• _GIVEN DATA_:
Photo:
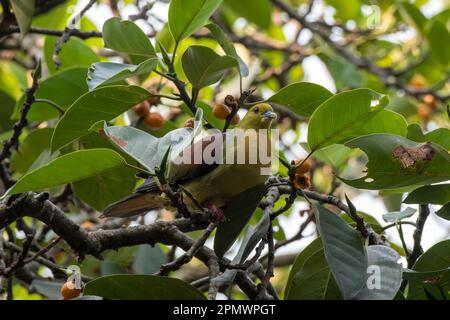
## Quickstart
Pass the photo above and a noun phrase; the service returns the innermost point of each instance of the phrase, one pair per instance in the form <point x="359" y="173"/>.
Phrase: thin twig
<point x="424" y="212"/>
<point x="13" y="142"/>
<point x="67" y="33"/>
<point x="187" y="256"/>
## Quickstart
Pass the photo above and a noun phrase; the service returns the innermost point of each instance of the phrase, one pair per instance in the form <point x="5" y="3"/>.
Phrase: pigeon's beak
<point x="269" y="115"/>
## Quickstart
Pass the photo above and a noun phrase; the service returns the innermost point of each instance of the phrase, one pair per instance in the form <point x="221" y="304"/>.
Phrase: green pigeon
<point x="212" y="185"/>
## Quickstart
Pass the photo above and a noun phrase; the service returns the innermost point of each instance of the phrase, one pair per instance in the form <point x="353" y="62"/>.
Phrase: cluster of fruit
<point x="153" y="119"/>
<point x="156" y="121"/>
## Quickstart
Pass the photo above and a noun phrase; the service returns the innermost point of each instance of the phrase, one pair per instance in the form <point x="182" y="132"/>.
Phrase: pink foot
<point x="217" y="214"/>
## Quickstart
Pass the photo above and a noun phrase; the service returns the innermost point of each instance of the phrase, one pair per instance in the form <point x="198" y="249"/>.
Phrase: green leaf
<point x="227" y="46"/>
<point x="30" y="149"/>
<point x="344" y="252"/>
<point x="384" y="274"/>
<point x="439" y="39"/>
<point x="149" y="150"/>
<point x="301" y="97"/>
<point x="148" y="259"/>
<point x="346" y="10"/>
<point x="186" y="17"/>
<point x="127" y="37"/>
<point x="349" y="114"/>
<point x="310" y="277"/>
<point x="75" y="53"/>
<point x="62" y="88"/>
<point x="24" y="12"/>
<point x="103" y="73"/>
<point x="397" y="216"/>
<point x="204" y="67"/>
<point x="425" y="276"/>
<point x="105" y="188"/>
<point x="444" y="212"/>
<point x="386" y="172"/>
<point x="238" y="213"/>
<point x="50" y="289"/>
<point x="142" y="287"/>
<point x="435" y="194"/>
<point x="434" y="259"/>
<point x="257" y="11"/>
<point x="140" y="145"/>
<point x="335" y="154"/>
<point x="439" y="136"/>
<point x="104" y="103"/>
<point x="71" y="167"/>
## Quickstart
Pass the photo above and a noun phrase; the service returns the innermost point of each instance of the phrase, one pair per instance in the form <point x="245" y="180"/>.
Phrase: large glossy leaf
<point x="349" y="114"/>
<point x="436" y="258"/>
<point x="439" y="136"/>
<point x="142" y="287"/>
<point x="24" y="12"/>
<point x="444" y="212"/>
<point x="439" y="39"/>
<point x="104" y="103"/>
<point x="386" y="172"/>
<point x="102" y="73"/>
<point x="384" y="274"/>
<point x="256" y="11"/>
<point x="149" y="150"/>
<point x="310" y="277"/>
<point x="30" y="149"/>
<point x="346" y="10"/>
<point x="75" y="53"/>
<point x="148" y="259"/>
<point x="344" y="252"/>
<point x="301" y="97"/>
<point x="227" y="46"/>
<point x="71" y="167"/>
<point x="204" y="67"/>
<point x="185" y="17"/>
<point x="126" y="36"/>
<point x="237" y="214"/>
<point x="50" y="289"/>
<point x="62" y="88"/>
<point x="435" y="194"/>
<point x="105" y="188"/>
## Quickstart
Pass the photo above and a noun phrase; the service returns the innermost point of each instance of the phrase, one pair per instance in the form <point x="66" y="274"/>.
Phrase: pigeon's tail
<point x="135" y="204"/>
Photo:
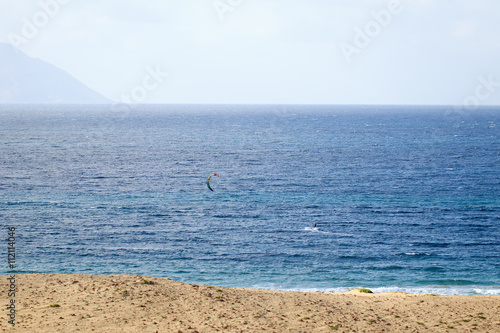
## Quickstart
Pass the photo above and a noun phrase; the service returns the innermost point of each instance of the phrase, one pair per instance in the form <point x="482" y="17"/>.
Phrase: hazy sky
<point x="268" y="51"/>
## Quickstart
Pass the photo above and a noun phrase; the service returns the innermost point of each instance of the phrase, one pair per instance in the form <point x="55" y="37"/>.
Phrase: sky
<point x="268" y="51"/>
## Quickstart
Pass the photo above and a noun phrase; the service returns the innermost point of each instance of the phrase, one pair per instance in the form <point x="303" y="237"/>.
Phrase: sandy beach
<point x="132" y="303"/>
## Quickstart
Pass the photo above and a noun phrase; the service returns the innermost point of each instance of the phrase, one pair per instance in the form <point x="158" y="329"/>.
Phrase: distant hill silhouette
<point x="27" y="80"/>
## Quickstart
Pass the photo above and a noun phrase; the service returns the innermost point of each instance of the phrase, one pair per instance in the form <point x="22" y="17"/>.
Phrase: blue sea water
<point x="404" y="198"/>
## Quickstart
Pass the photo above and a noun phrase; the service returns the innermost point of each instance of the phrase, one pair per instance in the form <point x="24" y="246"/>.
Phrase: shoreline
<point x="130" y="303"/>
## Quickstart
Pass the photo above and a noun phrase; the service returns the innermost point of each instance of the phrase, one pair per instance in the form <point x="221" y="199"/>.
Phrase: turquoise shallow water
<point x="404" y="198"/>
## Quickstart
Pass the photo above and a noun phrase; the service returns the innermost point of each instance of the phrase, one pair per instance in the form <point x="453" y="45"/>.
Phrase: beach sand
<point x="132" y="303"/>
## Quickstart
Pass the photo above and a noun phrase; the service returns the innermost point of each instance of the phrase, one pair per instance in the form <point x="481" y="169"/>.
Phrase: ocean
<point x="404" y="198"/>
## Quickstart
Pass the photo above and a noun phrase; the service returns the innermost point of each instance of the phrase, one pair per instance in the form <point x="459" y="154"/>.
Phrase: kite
<point x="208" y="181"/>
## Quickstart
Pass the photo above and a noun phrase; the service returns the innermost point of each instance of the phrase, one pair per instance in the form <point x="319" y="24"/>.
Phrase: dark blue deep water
<point x="404" y="198"/>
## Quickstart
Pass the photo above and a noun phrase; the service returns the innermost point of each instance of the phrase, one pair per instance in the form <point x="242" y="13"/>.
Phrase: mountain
<point x="27" y="80"/>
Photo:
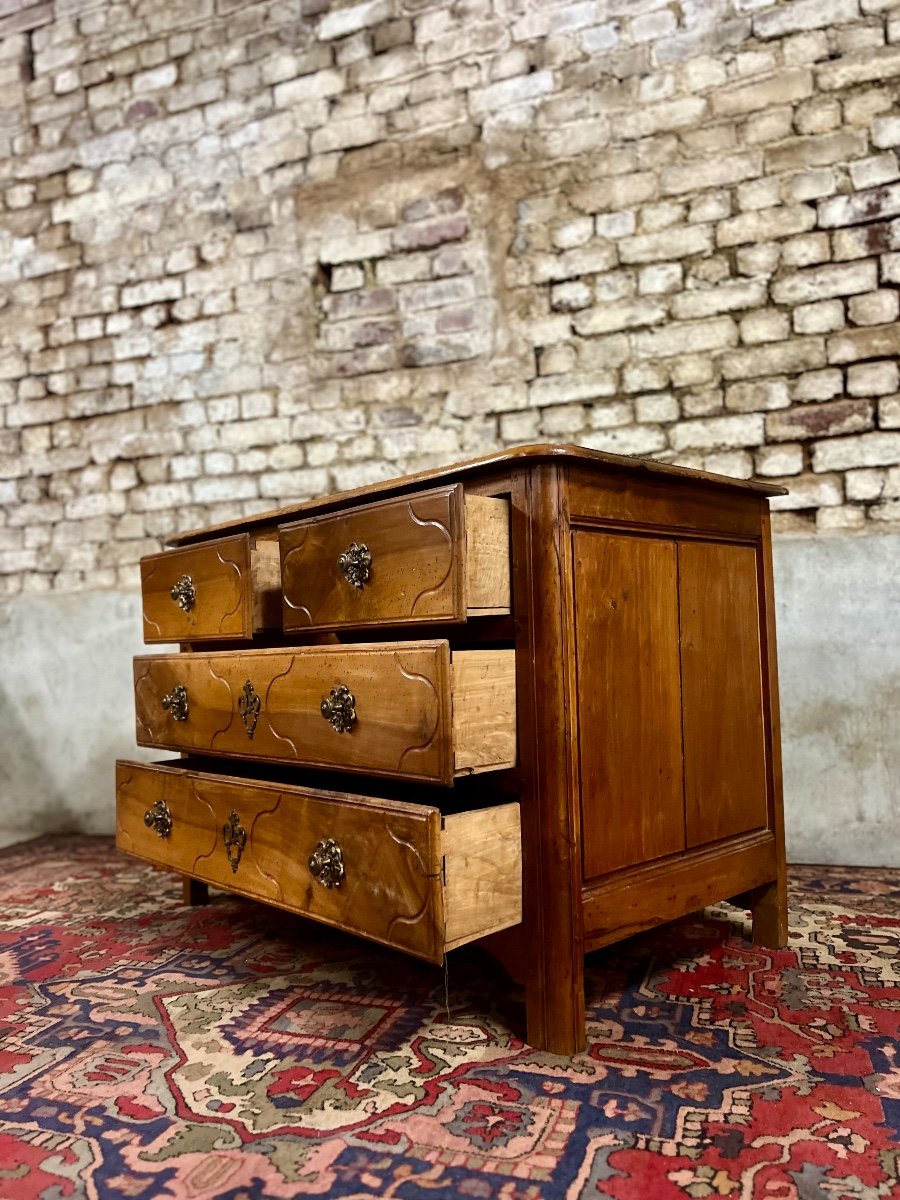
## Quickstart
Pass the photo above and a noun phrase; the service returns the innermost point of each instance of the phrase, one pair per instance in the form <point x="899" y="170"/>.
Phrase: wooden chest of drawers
<point x="528" y="700"/>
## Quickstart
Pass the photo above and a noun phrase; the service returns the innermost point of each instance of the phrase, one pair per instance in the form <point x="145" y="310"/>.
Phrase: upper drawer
<point x="435" y="556"/>
<point x="219" y="591"/>
<point x="397" y="873"/>
<point x="405" y="709"/>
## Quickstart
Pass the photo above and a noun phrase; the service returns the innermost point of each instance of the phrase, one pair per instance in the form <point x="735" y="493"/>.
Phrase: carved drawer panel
<point x="438" y="556"/>
<point x="219" y="591"/>
<point x="439" y="882"/>
<point x="407" y="709"/>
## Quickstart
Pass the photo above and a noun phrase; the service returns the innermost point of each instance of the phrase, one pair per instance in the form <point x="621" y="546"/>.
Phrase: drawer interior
<point x="413" y="877"/>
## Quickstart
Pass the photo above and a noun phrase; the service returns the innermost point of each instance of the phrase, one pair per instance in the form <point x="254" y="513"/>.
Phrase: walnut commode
<point x="528" y="700"/>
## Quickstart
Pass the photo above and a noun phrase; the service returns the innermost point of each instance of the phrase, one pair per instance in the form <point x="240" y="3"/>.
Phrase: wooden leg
<point x="768" y="905"/>
<point x="193" y="892"/>
<point x="555" y="1009"/>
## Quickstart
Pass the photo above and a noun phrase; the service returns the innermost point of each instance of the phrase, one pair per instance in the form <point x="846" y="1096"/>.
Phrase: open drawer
<point x="397" y="873"/>
<point x="438" y="556"/>
<point x="402" y="709"/>
<point x="217" y="591"/>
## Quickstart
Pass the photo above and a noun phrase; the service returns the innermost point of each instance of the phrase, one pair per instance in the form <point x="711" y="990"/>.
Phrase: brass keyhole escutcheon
<point x="183" y="593"/>
<point x="327" y="863"/>
<point x="159" y="817"/>
<point x="355" y="564"/>
<point x="235" y="839"/>
<point x="340" y="708"/>
<point x="175" y="703"/>
<point x="249" y="707"/>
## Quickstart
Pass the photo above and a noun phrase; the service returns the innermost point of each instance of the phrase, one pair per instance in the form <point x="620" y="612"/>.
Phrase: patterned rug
<point x="151" y="1050"/>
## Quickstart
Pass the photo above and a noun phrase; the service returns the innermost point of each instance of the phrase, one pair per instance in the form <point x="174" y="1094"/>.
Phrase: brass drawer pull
<point x="355" y="564"/>
<point x="249" y="708"/>
<point x="327" y="863"/>
<point x="175" y="703"/>
<point x="340" y="708"/>
<point x="183" y="593"/>
<point x="159" y="817"/>
<point x="235" y="839"/>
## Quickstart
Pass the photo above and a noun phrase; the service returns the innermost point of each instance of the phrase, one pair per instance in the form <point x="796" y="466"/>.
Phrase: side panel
<point x="721" y="667"/>
<point x="629" y="700"/>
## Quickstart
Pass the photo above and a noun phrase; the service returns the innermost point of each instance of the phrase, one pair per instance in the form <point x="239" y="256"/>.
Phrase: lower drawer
<point x="400" y="874"/>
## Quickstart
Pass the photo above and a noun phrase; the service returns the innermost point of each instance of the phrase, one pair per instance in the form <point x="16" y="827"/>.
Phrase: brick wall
<point x="256" y="250"/>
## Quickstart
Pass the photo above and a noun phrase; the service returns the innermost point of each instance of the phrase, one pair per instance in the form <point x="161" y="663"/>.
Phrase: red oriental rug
<point x="235" y="1053"/>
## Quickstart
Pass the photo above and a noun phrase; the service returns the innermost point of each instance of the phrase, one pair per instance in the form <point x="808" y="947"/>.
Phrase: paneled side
<point x="724" y="738"/>
<point x="629" y="700"/>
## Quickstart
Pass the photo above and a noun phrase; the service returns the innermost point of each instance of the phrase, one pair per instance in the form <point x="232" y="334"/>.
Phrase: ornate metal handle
<point x="327" y="863"/>
<point x="340" y="708"/>
<point x="235" y="839"/>
<point x="177" y="702"/>
<point x="355" y="564"/>
<point x="159" y="817"/>
<point x="249" y="708"/>
<point x="183" y="593"/>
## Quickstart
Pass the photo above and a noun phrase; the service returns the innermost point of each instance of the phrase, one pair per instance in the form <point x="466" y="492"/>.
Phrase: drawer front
<point x="220" y="591"/>
<point x="438" y="556"/>
<point x="391" y="871"/>
<point x="257" y="839"/>
<point x="384" y="709"/>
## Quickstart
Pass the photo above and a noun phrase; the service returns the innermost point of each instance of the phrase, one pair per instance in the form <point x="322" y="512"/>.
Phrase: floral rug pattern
<point x="232" y="1051"/>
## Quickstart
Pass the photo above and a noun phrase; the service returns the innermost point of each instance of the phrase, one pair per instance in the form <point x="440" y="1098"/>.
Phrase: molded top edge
<point x="461" y="471"/>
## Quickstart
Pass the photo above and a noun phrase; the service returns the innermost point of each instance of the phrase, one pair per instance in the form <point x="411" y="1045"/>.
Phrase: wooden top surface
<point x="517" y="456"/>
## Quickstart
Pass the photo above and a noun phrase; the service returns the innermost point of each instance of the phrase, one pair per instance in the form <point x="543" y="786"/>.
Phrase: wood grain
<point x="640" y="899"/>
<point x="402" y="696"/>
<point x="400" y="905"/>
<point x="629" y="700"/>
<point x="651" y="502"/>
<point x="725" y="791"/>
<point x="487" y="569"/>
<point x="405" y="904"/>
<point x="417" y="575"/>
<point x="502" y="466"/>
<point x="550" y="940"/>
<point x="234" y="581"/>
<point x="483" y="873"/>
<point x="484" y="684"/>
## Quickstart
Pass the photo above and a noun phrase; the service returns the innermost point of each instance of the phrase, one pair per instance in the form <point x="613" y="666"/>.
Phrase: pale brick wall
<point x="256" y="250"/>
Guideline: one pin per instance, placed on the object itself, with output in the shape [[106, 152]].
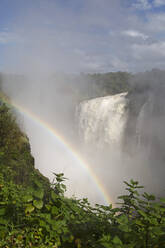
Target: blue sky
[[82, 35]]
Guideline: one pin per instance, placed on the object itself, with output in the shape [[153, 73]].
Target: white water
[[102, 120]]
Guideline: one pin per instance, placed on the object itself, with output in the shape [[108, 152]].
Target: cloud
[[134, 34], [142, 4], [152, 52], [158, 3], [92, 35], [8, 37], [156, 22]]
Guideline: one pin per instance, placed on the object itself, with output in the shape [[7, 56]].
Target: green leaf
[[53, 196], [39, 194], [38, 204], [29, 209], [54, 210], [117, 241], [2, 211], [28, 198]]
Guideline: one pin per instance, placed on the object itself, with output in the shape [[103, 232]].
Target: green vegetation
[[36, 213]]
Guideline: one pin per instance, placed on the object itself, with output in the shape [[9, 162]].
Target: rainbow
[[61, 140]]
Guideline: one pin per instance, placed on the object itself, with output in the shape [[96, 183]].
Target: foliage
[[36, 213]]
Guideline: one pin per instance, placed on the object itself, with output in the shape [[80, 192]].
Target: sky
[[82, 35]]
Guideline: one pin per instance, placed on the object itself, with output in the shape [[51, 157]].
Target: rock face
[[130, 126]]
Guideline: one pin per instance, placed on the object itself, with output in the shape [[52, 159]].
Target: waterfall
[[102, 120]]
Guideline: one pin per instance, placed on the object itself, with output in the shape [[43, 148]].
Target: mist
[[45, 79]]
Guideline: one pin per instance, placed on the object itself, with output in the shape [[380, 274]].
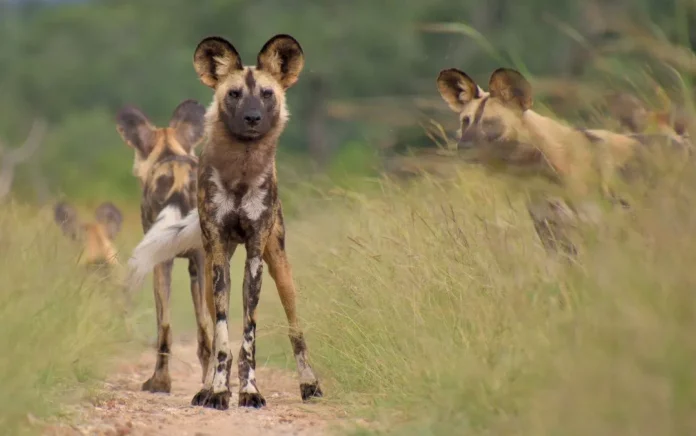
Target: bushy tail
[[168, 237]]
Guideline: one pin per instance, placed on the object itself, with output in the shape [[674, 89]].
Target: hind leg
[[160, 380], [281, 272], [203, 321]]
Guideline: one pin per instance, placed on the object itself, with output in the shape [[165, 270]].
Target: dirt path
[[122, 409]]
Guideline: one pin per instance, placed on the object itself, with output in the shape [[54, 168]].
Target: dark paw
[[158, 384], [251, 400], [310, 390], [207, 398]]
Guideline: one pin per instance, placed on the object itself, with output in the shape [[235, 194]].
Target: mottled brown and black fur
[[166, 166], [499, 129], [97, 237], [238, 204]]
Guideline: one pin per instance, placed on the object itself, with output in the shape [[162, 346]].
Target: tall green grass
[[59, 324], [433, 308]]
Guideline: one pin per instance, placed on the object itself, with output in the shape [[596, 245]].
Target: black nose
[[252, 117]]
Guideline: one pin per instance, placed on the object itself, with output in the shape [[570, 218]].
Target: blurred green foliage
[[76, 63]]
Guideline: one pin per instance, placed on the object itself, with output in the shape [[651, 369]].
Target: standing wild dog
[[501, 130], [238, 204], [166, 167], [96, 237]]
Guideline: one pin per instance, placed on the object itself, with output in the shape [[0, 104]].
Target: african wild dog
[[96, 237], [499, 129], [634, 117], [238, 204], [166, 167]]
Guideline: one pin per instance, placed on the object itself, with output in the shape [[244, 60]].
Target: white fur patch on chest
[[251, 204]]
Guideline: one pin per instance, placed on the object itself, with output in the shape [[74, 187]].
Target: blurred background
[[367, 91], [390, 274]]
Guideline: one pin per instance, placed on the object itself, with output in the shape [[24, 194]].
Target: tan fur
[[95, 237], [166, 166], [501, 127], [238, 203]]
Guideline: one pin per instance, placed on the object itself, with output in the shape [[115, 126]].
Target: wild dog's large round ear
[[66, 217], [283, 58], [109, 216], [215, 58], [457, 88], [188, 123], [135, 129], [511, 87]]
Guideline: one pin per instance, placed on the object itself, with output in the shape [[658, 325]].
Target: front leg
[[249, 395], [216, 387]]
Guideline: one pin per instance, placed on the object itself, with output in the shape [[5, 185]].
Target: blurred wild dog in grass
[[166, 167], [238, 204], [499, 129], [641, 122], [96, 237]]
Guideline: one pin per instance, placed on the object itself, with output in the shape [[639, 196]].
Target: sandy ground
[[121, 408]]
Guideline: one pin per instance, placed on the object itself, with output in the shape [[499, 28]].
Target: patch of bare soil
[[123, 409]]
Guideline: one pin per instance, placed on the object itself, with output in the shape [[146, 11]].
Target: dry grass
[[58, 324], [435, 308]]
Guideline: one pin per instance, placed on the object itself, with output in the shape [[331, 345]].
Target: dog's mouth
[[250, 134]]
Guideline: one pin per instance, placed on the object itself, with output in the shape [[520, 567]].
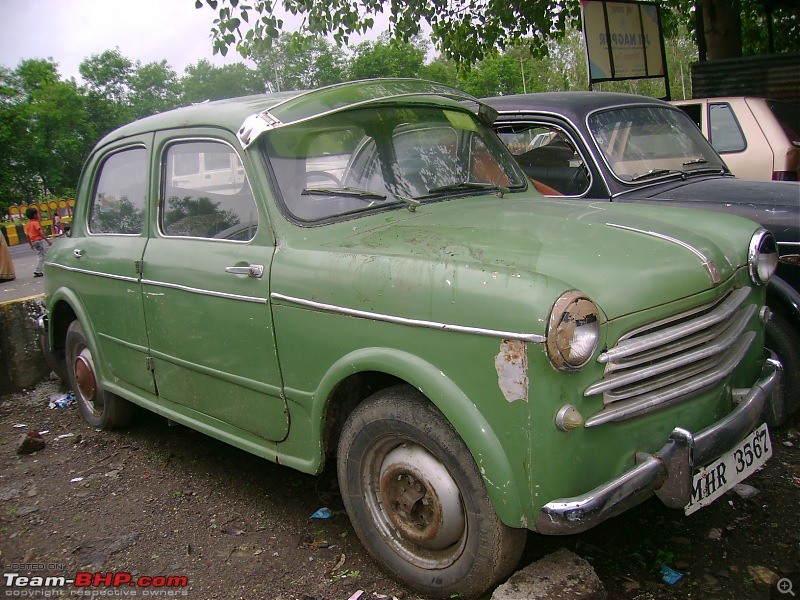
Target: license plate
[[728, 470]]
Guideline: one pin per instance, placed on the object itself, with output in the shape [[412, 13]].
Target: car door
[[109, 234], [206, 289]]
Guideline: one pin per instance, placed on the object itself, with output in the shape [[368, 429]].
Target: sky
[[69, 31]]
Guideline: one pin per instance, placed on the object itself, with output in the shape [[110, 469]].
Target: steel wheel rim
[[415, 503], [86, 382]]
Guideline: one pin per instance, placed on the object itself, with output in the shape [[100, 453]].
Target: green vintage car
[[362, 274]]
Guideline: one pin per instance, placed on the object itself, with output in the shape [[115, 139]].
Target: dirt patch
[[155, 500]]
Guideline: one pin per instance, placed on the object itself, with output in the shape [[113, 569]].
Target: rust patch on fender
[[511, 365]]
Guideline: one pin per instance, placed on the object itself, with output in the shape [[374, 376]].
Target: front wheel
[[99, 408], [417, 501]]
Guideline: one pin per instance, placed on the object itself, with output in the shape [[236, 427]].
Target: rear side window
[[724, 131], [120, 196], [206, 193], [788, 116]]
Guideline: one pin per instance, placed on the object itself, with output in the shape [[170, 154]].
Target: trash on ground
[[670, 575], [61, 400], [744, 490]]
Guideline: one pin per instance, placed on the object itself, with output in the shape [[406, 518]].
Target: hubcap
[[420, 498], [86, 380]]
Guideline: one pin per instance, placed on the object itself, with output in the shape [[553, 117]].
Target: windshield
[[369, 159], [643, 143]]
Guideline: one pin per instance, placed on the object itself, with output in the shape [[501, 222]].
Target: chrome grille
[[673, 358]]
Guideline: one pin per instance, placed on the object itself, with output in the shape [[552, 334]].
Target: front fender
[[781, 295], [502, 484]]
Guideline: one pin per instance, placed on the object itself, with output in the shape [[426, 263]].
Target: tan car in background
[[757, 138]]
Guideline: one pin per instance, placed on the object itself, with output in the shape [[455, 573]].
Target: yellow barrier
[[49, 210]]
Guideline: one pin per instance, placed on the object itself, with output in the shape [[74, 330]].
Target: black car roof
[[574, 105]]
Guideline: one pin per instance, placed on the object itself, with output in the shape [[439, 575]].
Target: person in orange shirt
[[36, 238]]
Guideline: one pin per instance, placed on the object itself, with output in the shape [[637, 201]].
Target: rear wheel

• _TASK BRIEF_: With the line holding "shape [[51, 157]]." as the first and the line holding "shape [[380, 274]]." as the last, please transcribe exactly the lines of the material above in that range and nothing else.

• _RESULT OF THE EXERCISE_:
Guideline: one pin per instance, placed on the object itself, with output in the shape [[51, 157]].
Target: rock face
[[130, 126]]
Guideline: one pin per instance, placed on the object itself, with output in the shape [[52, 159]].
Target: waterfall
[[102, 120]]
Guideline: one pin per instance, placed on the object itself, with output in the shape [[43, 148]].
Target: mist
[[45, 79]]
Guideline: one pin per instance, placed on the object itself, with output in the shape [[380, 274]].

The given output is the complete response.